Take 2. Click on update, it downloads the nearly 700MB iTunes update, and makes a backup.
And then crashes, opening an Apple KB article that tells me I have to update iTunes in order to install the update. Er... I already did that?
I'll just uninstall iTunes and ... oh, wait, you can't do that on Mac OS X. You have to follow some magic instructions that involve deleting kernel extensions and rebooting three times. I'll have to look that up and ... oh, hey, Apple's support site now 503s.
Awesome.
Oh, hey, it hard-crashed my phone. I'll just pop out the battery to reboot it, and ... oh, crap. That's right, the Apple official way to restart a crashed iDevice is to let the battery drain. I'd link to the article, but their support site is down.
Re:That didn't take too long to fail (Score:4, Insightful)
Savor your walled garden, secure in the knowledge that because you're not trusted enough to meddle with it, nothing can go wrong. This is, after all, what users want.
Re:That didn't take too long to fail (Score:5, Funny)
Thank you for updating your Apple products. Please rate your upgrade experience:
1. Insanely Great!
2. Magical
3. Innovative
4. Religious Ecstasy
Re: (Score:2)
Somehow, I doubt all of this happened in the last two hours. Especially as crunched as Apple's update servers are right now.
Re:That didn't take too long to fail (Score:5, Informative)
I started downloading before the Slashdot story was posted. It was kind of fun to watch the "time remaining" thing slow to a crawl. The last 15 seconds took a good minute.
Also, small update: turns out the phone hadn't crashed, it was just frozen displaying the lock screen with a time 6 minutes in the past. It eventually rebooted on its own. So at least I still have a phone.
Another interesting factoid: you can't just drag iTunes into the trash to delete it. Mac OS X won't let you. Instead you have to open the Applications folder, select it, and press Command-Delete. (I'm doing the complete reinstall off memory, let's see how well this goes!)
Troll? Re:That didn't take too long to fail (Score:5, Insightful)
Are you trolling? I don't think anything at all you've said in your posts is right?
1) A brand new full iTunes download is 103mb, not 700 as you claimed.
2) I've never ever had to do anything remotely like you claim about removing kernel extensions and rebooting 3 times with iTunes, and in the past month I have bounced forwards and backwards between several beta versions. (b8 -> b9 -> b7 -> 10.5 all worked flawlessly). Just download a new version of iTunes and the installer will upgrade it anyway.
3) I just dragged iTunes to the trash. OSX asked for my password. I entered it. It deleted.
4) If you're not comfortable with GUI instructions and are at all competent with a bash/csh commandline, just fire up terminal and using su or sudo delete to your heart's contact. kextstat / kextunload / kextload can be used to view, load, and unload kernel extensions, but I've only ever had to use those commands when I was developing one. sudo rm -fr /Applications/iTunes.app/ etc
5) Absolutely false what you claimed about Apple expecting a crashed iPhone to just drain off the battery.
I'm afraid I've only fed into your ego honey pot, but whatever...
Re:Troll? Re:That didn't take too long to fail (Score:5, Informative)
1) A brand new full iTunes download is 103mb, not 700 as you claimed.

....

### Required task A
How many lines in the listing below contain the word "light"? Tally them and reply with the number only.

### Data lines

....

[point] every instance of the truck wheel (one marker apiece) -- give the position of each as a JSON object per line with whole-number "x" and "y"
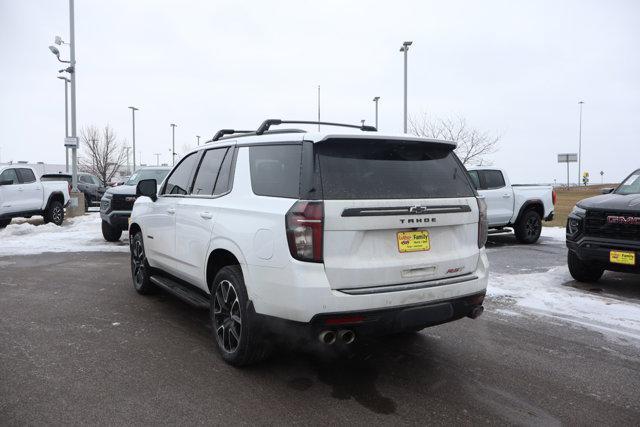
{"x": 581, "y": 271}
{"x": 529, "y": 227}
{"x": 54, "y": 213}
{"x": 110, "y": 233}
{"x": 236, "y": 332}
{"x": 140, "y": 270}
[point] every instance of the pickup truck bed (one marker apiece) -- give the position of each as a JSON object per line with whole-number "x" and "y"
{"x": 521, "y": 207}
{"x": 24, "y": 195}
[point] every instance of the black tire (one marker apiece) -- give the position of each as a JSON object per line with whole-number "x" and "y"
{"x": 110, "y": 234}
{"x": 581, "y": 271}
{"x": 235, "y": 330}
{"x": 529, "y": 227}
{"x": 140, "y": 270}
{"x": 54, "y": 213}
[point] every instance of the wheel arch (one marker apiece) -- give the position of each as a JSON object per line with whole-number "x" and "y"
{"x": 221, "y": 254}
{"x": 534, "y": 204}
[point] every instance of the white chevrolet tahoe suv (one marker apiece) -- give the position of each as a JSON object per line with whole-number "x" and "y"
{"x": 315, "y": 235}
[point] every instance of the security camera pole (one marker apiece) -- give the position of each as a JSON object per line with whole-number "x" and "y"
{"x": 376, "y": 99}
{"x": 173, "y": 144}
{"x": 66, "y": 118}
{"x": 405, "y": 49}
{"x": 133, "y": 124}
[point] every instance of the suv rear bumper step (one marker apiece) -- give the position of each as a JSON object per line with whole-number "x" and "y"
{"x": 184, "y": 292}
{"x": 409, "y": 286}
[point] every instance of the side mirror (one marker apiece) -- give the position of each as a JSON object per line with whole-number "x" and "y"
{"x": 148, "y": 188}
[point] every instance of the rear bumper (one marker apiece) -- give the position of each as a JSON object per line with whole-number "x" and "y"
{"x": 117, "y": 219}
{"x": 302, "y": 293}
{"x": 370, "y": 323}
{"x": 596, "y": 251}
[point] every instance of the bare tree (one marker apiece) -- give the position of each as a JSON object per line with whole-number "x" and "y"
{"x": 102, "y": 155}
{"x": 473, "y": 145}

....

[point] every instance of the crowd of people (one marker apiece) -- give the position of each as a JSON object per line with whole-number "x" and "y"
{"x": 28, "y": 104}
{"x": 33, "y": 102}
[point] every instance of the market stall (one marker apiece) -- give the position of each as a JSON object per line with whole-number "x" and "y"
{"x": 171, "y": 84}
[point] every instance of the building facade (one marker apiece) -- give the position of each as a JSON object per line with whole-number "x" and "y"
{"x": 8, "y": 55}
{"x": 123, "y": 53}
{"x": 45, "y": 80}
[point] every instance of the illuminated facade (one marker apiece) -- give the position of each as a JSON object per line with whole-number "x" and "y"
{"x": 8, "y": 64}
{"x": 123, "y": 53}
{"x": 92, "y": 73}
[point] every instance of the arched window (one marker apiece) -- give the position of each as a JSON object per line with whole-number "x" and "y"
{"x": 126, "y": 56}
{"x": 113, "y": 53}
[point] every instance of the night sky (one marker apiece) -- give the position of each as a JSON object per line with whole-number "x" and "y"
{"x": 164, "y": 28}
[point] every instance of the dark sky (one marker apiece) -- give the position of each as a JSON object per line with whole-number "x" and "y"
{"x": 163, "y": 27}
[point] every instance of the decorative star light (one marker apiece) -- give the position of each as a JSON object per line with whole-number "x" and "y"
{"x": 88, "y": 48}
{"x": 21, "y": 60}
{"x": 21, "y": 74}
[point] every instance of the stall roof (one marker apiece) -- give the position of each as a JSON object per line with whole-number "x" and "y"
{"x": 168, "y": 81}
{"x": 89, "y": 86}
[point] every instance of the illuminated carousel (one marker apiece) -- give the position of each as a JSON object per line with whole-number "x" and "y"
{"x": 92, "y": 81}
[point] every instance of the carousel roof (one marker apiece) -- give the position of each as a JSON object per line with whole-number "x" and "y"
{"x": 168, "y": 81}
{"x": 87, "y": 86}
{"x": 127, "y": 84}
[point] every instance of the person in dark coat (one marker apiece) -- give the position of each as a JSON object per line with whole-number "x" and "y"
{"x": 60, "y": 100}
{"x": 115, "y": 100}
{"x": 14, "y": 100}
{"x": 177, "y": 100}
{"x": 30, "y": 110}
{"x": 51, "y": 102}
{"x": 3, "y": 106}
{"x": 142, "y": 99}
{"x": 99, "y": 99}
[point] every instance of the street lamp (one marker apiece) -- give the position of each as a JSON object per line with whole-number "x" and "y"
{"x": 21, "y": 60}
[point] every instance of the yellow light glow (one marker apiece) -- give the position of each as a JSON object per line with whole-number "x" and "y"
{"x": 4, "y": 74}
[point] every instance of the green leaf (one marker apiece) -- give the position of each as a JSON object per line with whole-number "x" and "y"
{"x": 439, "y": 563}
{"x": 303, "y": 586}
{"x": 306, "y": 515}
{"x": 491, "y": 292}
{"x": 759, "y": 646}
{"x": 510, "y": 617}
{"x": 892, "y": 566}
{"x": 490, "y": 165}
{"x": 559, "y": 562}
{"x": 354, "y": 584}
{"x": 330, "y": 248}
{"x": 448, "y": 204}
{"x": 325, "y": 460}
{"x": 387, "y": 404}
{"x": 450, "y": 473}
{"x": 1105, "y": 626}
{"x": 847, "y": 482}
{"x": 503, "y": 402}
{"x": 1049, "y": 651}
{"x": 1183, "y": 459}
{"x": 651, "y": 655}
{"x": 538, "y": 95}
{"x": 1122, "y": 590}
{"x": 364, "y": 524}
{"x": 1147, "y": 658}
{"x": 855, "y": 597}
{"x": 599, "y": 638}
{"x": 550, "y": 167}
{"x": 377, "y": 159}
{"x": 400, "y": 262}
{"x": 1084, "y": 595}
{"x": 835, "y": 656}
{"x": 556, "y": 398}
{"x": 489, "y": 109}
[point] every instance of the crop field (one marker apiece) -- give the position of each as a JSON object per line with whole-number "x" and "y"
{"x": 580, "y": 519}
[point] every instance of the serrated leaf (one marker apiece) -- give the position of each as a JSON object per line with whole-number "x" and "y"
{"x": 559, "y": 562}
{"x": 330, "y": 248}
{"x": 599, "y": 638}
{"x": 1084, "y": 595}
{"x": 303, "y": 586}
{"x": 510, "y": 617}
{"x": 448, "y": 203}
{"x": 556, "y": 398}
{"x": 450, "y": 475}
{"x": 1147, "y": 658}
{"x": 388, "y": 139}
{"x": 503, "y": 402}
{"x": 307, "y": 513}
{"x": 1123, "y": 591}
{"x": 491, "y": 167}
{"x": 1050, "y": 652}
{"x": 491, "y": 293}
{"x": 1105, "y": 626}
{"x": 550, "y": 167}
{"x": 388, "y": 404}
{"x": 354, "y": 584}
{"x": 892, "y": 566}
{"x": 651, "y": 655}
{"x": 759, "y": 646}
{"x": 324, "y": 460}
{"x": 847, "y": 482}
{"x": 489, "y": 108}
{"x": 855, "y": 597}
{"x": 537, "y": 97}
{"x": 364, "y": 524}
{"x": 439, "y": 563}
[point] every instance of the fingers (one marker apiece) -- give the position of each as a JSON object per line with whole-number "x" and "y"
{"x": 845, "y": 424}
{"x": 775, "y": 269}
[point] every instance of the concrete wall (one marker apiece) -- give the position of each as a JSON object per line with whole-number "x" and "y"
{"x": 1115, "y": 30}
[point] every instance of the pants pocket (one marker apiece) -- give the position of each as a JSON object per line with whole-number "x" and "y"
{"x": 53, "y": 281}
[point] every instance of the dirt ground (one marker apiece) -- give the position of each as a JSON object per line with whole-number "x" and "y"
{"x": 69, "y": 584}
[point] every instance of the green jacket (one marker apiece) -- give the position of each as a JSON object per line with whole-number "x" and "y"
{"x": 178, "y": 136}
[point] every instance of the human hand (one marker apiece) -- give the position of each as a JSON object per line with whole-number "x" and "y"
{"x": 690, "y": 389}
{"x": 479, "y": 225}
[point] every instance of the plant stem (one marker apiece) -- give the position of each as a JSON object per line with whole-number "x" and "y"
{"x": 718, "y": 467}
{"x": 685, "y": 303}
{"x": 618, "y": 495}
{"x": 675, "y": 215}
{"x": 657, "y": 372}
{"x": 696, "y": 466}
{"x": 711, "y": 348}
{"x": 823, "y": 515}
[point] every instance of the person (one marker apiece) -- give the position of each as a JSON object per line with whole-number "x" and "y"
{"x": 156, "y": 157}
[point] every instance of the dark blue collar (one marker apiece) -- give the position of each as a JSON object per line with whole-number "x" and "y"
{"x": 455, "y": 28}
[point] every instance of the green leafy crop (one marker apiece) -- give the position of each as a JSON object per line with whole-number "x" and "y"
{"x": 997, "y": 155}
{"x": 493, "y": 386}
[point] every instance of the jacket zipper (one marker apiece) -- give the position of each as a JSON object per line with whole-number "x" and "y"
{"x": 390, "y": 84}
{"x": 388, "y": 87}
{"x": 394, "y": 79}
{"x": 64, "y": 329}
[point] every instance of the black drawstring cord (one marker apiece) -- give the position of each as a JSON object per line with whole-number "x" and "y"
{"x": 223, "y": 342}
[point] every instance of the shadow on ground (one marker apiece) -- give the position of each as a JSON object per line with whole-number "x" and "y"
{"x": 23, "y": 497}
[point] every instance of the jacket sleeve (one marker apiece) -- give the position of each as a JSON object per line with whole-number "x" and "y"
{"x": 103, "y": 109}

....

### Required task B
According to the comment thread, how large is a brand new full iTunes download?

### Full response A
2

### Full response B
103mb